Sur l’auteur, Michel FOUCHER, géographe confirmé spécialiste de géopolitique, on apprend peu de choses, prof à Lyon II, à Varsovie, il est aussi fondateur de l’Observatoire Européen de Géopolitique. De la part des éditeurs et des auteurs, on attendrait un peu plus de transparence afin de permettre au lecteur de bien situer « d’où » écrivent les auteurs, notamment dans leurs rapports avec les pouvoirs politiques (expertise, programmes de recherche).

Préface commune de C.PIERRET maire de St Dié et R.KNAFOU, géographe parisien et président du festival.

Belin en collaboration avec le festival de géographie de Saint-Dié des Vosges, Sept 98

Introduction / L’Europe un nouveau monde ?

L’Europe est d’abord une posture philosophique (individu et liberté, doute, autocritique), un continent par essence inachevé. Références aux philosophes, historiens et artistes, alors quelle place pour la géographie ? Ils se sont légitimé par la carte dès la Renaissance.

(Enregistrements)
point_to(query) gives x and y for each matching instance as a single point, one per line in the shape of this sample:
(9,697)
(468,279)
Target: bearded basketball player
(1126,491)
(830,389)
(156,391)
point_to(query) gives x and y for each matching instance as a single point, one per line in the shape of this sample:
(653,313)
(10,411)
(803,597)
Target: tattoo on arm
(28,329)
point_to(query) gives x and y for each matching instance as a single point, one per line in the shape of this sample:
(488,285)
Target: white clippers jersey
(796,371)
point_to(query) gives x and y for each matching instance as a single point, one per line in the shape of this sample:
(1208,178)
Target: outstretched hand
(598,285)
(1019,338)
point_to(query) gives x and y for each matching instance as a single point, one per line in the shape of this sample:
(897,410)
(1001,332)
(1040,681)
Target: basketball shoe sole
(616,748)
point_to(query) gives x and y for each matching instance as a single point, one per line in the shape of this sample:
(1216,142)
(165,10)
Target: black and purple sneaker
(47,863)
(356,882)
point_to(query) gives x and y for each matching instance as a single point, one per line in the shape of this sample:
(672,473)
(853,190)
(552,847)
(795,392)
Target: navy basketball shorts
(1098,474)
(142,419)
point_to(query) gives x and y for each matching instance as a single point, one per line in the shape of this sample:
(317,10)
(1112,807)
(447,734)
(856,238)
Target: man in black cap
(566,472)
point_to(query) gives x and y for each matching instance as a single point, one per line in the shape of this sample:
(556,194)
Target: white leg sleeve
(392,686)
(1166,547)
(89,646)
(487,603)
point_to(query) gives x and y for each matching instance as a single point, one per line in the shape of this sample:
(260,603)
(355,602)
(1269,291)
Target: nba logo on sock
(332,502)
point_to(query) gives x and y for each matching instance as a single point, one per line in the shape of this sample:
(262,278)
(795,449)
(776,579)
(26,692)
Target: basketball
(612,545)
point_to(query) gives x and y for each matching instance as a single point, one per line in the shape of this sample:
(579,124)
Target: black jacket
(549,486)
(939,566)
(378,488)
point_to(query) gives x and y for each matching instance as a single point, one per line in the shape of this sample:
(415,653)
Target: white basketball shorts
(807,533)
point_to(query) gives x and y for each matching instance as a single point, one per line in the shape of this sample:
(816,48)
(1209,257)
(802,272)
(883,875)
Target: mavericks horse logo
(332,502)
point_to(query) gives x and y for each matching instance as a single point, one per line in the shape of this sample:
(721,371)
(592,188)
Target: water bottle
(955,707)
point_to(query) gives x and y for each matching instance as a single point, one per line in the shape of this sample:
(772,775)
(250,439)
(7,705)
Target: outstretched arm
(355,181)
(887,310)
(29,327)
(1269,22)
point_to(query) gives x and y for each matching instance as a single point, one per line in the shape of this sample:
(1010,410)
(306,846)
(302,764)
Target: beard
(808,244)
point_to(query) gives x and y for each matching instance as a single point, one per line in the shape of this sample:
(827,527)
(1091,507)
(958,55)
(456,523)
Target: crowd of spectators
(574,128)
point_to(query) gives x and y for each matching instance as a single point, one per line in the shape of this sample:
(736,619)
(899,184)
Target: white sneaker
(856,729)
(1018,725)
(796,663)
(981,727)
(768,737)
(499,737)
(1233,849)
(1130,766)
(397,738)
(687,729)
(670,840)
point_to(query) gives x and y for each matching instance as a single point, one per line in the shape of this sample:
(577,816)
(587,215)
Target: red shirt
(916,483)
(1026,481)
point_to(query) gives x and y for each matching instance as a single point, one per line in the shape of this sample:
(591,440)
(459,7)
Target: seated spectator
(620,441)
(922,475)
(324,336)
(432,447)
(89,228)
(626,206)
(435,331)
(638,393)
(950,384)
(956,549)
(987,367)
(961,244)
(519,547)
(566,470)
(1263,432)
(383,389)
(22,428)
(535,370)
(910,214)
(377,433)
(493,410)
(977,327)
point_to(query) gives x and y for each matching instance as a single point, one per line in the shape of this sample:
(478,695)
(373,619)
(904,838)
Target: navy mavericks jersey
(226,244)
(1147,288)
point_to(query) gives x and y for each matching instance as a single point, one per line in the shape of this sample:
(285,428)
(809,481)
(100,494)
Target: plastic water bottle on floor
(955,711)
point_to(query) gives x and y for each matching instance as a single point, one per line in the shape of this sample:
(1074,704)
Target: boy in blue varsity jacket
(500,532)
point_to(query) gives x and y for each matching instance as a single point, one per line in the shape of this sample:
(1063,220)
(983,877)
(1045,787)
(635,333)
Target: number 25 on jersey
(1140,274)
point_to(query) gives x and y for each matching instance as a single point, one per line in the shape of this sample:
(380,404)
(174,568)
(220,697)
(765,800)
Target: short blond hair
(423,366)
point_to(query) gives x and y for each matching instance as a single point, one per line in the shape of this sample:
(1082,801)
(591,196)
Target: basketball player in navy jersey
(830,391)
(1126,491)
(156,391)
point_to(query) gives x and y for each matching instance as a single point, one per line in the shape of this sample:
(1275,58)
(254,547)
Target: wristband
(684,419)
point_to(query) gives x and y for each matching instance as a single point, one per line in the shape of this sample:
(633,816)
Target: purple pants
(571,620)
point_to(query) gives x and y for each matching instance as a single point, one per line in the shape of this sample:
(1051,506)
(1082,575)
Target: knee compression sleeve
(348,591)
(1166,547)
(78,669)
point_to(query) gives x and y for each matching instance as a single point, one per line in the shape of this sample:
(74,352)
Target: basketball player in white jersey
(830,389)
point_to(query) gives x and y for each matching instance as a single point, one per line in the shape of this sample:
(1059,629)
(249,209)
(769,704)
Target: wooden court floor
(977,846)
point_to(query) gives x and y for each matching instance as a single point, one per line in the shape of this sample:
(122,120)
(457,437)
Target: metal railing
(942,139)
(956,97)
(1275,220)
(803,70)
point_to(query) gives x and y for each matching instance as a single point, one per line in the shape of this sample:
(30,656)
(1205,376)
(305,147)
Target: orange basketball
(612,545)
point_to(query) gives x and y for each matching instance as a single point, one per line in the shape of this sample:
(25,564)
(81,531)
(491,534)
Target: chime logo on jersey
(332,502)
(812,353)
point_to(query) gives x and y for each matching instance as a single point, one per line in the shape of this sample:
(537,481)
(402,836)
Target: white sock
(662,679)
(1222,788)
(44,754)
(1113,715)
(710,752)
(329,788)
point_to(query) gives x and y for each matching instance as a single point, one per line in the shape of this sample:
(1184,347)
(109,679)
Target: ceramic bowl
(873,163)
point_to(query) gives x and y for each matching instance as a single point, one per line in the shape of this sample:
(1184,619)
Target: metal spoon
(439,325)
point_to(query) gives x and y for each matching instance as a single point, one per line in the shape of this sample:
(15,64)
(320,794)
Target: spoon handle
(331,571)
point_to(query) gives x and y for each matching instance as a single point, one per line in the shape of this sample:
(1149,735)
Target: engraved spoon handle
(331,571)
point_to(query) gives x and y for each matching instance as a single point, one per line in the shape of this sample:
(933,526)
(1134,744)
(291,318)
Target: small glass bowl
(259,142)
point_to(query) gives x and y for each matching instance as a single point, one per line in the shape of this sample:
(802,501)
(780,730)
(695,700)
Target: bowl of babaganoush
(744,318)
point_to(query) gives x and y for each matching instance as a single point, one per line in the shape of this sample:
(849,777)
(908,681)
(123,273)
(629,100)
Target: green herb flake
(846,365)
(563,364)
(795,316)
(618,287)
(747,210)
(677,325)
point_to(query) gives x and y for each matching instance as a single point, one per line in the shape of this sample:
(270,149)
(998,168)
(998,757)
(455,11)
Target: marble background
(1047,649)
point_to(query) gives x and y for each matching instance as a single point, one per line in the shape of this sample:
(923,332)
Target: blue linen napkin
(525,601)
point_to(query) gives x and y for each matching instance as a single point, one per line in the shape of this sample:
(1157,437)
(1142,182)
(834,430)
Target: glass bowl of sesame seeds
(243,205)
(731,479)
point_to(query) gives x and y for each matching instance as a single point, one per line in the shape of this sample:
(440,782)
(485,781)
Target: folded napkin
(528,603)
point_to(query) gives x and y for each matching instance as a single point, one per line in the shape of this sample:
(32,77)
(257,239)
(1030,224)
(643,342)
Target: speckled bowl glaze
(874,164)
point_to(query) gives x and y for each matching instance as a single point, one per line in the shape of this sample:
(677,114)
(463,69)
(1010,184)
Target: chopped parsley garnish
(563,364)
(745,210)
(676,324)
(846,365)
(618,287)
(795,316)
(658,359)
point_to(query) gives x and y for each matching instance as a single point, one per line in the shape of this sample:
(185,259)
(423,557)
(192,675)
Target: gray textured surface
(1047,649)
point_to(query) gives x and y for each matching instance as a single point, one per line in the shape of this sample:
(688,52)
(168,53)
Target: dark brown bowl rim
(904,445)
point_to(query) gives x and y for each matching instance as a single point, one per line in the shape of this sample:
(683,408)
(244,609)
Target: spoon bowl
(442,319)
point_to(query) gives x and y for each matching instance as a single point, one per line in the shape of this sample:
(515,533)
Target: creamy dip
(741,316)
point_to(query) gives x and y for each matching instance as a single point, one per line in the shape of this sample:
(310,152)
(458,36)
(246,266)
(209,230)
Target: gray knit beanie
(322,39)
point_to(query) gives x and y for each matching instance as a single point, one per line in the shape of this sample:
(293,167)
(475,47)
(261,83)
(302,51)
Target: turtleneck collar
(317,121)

▶ Consignes à suivre
Recopiez intégralement, sans la moindre modification, le texte consacré à l'ouvrage de Michel Foucher. Les enregistrements forment un matériau distinct du texte.

▶ Réponse rédigée
Sur l’auteur, Michel FOUCHER, géographe confirmé spécialiste de géopolitique, on apprend peu de choses, prof à Lyon II, à Varsovie, il est aussi fondateur de l’Observatoire Européen de Géopolitique. De la part des éditeurs et des auteurs, on attendrait un peu plus de transparence afin de permettre au lecteur de bien situer « d’où » écrivent les auteurs, notamment dans leurs rapports avec les pouvoirs politiques (expertise, programmes de recherche).

Préface commune de C.PIERRET maire de St Dié et R.KNAFOU, géographe parisien et président du festival.

Belin en collaboration avec le festival de géographie de Saint-Dié des Vosges, Sept 98

Introduction / L’Europe un nouveau monde ?

L’Europe est d’abord une posture philosophique (individu et liberté, doute, autocritique), un continent par essence inachevé. Références aux philosophes, historiens et artistes, alors quelle place pour la géographie ? Ils se sont légitimé par la carte dès la Renaissance.